───── DATA IN THIS EXERCISE
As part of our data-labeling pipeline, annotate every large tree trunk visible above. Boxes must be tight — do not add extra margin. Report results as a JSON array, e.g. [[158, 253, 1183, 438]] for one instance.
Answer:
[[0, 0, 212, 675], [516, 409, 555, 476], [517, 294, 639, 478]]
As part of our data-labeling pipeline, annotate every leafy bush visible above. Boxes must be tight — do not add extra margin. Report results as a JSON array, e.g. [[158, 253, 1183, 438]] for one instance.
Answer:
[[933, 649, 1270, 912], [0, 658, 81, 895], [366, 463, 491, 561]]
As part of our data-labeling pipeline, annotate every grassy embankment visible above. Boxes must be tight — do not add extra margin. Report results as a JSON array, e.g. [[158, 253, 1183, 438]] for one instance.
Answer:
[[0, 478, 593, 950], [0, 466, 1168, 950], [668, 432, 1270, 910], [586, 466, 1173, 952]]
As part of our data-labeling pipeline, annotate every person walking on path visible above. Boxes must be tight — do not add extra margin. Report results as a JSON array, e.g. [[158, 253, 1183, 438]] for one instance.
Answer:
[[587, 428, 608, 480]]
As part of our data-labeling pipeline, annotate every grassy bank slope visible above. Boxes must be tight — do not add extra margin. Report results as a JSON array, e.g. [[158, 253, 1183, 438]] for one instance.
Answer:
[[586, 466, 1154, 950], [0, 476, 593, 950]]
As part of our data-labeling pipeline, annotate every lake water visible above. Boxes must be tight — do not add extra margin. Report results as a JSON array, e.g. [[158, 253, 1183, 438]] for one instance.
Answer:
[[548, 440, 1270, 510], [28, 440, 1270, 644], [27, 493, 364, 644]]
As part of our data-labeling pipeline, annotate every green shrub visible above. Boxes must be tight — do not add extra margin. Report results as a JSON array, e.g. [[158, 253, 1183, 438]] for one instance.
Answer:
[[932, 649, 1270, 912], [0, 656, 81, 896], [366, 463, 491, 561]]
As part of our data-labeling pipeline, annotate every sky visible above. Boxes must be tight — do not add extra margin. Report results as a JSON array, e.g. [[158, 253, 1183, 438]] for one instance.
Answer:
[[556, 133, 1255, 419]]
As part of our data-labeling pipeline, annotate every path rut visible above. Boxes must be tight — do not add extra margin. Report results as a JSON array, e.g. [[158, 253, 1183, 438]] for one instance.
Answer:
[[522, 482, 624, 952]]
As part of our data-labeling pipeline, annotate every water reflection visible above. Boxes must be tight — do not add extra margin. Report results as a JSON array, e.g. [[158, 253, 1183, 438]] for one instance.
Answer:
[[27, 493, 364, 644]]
──────────
§ **PROBLEM DESCRIPTION**: Can you copy out, word for word, the rows above from the line with "As part of our data-labeling pipeline, annotate every person" to the line with "644], [27, 493, 364, 644]]", including both of those lines?

§ **THE RESPONSE**:
As part of our data-labeling pipeline, annotate every person walking on path visible above. Boxes must be tight — do not add extra margin. Report results as a JSON array, e.g. [[158, 253, 1183, 438]] for one instance.
Answer:
[[587, 428, 608, 480]]
As part of our data-labeling pipeline, annotate every grassy bank slope visible above. Boxes must be tight — do not add extra margin. Report results as a JSON array, e.g. [[158, 253, 1183, 438]] for one instance.
Answer:
[[586, 466, 1154, 950], [0, 476, 593, 950]]
As part of our data-labeling pipeline, annotate every lake water visible above. Boxes must be tight — do not add extra margin. Report results as a JSON array, e.g. [[158, 253, 1183, 438]] for one instance.
Answer:
[[548, 440, 1270, 510], [28, 440, 1270, 644], [27, 493, 364, 644]]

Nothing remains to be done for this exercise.